*Stated problem*. Gather every line below that contains the string "wall". Letter case counts, so a line matches only if the capitalization is the same.
### Provided records ###
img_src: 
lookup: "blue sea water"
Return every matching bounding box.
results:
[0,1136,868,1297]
###
### Provided records ###
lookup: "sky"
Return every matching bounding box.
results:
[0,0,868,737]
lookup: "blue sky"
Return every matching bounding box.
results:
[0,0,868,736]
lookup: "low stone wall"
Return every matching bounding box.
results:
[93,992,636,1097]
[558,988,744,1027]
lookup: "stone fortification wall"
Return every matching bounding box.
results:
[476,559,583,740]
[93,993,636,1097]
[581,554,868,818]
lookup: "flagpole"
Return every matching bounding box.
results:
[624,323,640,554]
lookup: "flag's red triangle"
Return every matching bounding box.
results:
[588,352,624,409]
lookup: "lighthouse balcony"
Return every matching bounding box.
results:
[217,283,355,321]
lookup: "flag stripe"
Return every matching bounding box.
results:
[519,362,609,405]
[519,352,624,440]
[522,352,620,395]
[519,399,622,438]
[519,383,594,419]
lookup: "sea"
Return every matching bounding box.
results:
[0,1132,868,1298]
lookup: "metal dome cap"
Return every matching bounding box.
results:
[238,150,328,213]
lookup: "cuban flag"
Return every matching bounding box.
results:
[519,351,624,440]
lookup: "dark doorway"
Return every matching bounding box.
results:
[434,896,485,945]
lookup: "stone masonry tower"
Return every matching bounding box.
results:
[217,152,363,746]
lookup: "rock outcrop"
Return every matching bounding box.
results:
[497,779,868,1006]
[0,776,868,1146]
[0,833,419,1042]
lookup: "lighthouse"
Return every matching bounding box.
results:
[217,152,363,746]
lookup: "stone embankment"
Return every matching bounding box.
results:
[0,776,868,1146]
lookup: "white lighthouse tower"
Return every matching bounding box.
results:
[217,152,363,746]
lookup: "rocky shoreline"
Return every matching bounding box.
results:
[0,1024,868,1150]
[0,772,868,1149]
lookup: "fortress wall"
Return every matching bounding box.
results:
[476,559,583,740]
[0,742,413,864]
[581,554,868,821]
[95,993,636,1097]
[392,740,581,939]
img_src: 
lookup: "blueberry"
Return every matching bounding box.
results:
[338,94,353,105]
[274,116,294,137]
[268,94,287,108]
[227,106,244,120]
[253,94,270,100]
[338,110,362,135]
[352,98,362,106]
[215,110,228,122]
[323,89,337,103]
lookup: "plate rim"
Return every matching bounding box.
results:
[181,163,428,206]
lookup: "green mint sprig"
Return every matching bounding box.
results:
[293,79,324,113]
###
*Exercise output*.
lookup: "low stone wall"
lookup: "stone fortification wall"
lookup: "fortress wall"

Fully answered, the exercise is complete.